→ How to complete this task
Give back exactly the lines of the data below, starting with the line that has "box: [106, 65, 117, 92]" and going on through the line that has "positive clicks: (66, 92) (55, 146)".

→ Extracted data

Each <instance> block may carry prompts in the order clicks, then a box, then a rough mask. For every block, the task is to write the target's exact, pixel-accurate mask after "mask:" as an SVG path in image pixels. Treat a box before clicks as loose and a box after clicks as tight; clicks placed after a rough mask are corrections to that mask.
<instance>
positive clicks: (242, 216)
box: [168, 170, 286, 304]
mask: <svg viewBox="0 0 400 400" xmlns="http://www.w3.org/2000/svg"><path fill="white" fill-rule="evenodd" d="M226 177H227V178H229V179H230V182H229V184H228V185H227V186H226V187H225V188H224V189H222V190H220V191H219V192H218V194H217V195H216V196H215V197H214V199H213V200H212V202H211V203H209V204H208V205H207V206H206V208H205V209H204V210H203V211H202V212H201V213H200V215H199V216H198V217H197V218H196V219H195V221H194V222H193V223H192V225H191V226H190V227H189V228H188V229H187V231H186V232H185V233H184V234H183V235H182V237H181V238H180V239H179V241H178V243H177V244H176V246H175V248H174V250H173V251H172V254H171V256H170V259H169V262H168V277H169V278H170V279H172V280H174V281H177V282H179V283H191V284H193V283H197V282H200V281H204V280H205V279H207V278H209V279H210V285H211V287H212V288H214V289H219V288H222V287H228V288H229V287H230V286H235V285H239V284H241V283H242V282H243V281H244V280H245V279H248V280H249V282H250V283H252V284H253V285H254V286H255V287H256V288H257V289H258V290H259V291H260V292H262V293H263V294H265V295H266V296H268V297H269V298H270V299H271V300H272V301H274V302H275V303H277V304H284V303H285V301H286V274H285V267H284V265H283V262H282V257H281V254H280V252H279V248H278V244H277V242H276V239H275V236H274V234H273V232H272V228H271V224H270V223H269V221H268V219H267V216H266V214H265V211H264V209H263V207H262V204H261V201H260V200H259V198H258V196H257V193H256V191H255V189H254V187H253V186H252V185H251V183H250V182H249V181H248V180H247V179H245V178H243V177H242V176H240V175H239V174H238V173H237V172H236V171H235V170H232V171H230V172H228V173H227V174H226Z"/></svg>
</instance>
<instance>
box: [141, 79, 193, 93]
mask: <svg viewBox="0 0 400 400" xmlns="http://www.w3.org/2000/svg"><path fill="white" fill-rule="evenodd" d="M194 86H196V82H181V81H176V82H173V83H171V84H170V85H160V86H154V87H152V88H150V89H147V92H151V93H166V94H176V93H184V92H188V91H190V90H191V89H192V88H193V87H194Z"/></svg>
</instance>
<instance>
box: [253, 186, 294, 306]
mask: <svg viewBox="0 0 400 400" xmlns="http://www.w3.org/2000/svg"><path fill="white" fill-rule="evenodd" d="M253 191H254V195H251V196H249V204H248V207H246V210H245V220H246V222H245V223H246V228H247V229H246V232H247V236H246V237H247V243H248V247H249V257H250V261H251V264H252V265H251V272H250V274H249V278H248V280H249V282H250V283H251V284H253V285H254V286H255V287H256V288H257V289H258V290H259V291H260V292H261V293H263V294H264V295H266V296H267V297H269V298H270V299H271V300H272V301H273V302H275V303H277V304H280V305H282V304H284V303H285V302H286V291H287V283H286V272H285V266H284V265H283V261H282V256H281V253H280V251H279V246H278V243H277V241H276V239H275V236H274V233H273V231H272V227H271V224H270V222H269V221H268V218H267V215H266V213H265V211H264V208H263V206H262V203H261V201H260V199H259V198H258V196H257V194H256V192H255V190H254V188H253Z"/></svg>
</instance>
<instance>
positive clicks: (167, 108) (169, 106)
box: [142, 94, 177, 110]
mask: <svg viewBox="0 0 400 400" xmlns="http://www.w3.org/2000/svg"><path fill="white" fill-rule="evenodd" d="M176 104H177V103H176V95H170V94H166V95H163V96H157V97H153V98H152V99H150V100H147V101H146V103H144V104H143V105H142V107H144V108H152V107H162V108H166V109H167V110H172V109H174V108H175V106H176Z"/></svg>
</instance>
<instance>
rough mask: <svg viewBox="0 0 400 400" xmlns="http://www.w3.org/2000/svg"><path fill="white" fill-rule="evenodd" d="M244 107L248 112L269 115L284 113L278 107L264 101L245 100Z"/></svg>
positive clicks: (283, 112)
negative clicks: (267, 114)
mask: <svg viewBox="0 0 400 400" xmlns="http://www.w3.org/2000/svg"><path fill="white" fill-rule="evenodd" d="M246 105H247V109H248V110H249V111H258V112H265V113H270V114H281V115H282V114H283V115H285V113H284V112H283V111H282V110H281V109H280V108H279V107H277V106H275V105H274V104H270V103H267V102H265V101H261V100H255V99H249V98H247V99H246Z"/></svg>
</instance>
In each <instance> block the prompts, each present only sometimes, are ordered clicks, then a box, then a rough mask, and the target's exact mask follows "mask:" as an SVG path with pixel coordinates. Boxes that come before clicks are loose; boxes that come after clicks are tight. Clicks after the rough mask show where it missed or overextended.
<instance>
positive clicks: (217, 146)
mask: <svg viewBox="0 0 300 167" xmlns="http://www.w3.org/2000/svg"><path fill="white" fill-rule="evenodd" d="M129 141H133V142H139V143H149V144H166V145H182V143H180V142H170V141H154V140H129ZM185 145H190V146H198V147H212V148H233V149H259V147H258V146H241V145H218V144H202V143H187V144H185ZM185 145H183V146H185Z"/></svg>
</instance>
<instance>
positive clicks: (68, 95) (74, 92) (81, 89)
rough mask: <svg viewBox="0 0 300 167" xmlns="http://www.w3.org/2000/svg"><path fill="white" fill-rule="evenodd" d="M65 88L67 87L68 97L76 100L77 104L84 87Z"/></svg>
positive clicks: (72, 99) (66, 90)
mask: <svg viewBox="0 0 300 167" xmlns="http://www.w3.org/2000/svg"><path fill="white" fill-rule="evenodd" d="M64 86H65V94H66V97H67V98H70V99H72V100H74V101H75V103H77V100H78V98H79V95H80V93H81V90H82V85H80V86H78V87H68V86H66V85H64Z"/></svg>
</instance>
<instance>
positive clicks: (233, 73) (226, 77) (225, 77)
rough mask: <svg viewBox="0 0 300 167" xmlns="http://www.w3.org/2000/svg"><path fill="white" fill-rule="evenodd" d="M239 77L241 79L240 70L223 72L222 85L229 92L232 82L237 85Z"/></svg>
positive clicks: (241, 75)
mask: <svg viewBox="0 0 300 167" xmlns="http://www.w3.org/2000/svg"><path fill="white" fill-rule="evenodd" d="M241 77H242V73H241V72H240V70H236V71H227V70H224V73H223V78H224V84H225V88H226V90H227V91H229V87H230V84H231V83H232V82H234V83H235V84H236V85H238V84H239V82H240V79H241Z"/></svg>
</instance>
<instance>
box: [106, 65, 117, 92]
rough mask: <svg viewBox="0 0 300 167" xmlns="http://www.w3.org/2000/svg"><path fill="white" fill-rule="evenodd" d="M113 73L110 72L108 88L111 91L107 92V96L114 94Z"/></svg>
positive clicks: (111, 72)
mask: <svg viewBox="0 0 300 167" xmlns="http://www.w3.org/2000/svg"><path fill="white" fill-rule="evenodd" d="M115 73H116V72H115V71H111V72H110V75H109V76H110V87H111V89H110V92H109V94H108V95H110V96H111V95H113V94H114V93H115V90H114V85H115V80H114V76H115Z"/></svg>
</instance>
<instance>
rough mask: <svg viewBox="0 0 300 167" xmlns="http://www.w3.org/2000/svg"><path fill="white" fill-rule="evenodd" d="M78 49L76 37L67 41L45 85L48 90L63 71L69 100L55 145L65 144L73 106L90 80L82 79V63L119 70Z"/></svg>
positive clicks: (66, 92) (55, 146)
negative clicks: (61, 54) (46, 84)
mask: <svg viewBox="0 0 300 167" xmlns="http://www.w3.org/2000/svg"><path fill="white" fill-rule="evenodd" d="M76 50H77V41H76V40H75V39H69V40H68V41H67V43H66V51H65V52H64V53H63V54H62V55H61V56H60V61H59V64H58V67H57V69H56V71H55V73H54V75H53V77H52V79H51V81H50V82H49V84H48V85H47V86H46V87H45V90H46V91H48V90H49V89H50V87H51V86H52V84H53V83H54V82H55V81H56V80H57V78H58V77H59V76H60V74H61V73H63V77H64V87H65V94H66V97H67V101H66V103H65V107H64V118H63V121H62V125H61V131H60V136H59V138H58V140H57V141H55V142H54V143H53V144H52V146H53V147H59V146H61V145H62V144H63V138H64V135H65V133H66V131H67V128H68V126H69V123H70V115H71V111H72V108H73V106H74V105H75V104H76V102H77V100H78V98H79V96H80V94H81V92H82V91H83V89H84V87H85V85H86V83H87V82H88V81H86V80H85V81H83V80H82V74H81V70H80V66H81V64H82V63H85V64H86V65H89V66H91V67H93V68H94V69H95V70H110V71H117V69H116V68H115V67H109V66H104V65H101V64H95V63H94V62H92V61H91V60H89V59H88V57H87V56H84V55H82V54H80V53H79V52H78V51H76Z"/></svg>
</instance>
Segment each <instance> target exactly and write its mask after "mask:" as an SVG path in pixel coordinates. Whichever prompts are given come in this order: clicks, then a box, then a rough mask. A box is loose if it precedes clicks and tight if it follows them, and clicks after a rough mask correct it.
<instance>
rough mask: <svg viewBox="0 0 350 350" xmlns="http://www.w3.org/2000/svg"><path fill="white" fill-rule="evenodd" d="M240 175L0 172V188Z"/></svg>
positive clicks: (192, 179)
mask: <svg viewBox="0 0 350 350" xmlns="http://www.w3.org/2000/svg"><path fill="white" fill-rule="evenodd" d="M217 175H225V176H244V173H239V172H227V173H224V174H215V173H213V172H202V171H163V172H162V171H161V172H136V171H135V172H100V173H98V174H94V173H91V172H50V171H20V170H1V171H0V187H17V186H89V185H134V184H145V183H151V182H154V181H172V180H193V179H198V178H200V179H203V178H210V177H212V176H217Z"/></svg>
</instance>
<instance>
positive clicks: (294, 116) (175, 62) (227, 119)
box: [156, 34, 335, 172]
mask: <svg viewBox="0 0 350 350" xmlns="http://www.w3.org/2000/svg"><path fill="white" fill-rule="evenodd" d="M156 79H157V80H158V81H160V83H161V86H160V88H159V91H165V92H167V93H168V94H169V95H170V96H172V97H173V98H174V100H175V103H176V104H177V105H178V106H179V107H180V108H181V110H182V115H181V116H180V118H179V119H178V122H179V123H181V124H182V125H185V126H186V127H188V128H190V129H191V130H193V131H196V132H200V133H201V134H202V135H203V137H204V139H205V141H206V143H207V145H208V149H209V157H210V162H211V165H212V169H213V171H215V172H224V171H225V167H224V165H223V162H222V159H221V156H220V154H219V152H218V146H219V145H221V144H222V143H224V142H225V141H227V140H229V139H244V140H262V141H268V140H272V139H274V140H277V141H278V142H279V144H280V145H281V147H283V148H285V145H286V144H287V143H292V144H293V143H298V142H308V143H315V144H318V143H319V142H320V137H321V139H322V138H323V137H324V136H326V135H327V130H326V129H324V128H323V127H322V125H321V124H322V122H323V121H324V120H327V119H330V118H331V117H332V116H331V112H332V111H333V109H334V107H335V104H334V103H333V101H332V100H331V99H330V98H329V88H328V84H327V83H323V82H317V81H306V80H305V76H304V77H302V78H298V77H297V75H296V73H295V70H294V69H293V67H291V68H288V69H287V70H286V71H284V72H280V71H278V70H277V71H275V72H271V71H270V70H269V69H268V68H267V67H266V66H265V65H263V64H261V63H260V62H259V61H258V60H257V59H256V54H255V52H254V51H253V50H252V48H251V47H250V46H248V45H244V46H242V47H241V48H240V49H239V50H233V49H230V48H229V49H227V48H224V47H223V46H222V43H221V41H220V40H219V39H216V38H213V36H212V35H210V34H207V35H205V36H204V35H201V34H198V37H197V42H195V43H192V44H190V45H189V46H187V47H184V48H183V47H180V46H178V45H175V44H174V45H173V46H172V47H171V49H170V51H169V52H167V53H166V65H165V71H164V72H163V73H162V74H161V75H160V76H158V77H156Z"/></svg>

→ Response below
box: [106, 65, 117, 92]
rough mask: <svg viewBox="0 0 300 167" xmlns="http://www.w3.org/2000/svg"><path fill="white" fill-rule="evenodd" d="M113 73L110 72L108 88L111 91L107 92V96L114 94Z"/></svg>
positive clicks: (111, 72)
mask: <svg viewBox="0 0 300 167" xmlns="http://www.w3.org/2000/svg"><path fill="white" fill-rule="evenodd" d="M115 73H116V72H115V71H111V72H110V75H109V76H110V87H111V89H110V92H109V94H108V95H110V96H111V95H113V94H114V93H115V90H114V85H115V80H114V76H115Z"/></svg>
</instance>
<instance>
rough mask: <svg viewBox="0 0 300 167" xmlns="http://www.w3.org/2000/svg"><path fill="white" fill-rule="evenodd" d="M78 49L76 37L67 41L45 85L48 90L63 71L69 100L55 145L65 144L73 106L90 80L82 79V63L119 70Z"/></svg>
positive clicks: (66, 92) (55, 146)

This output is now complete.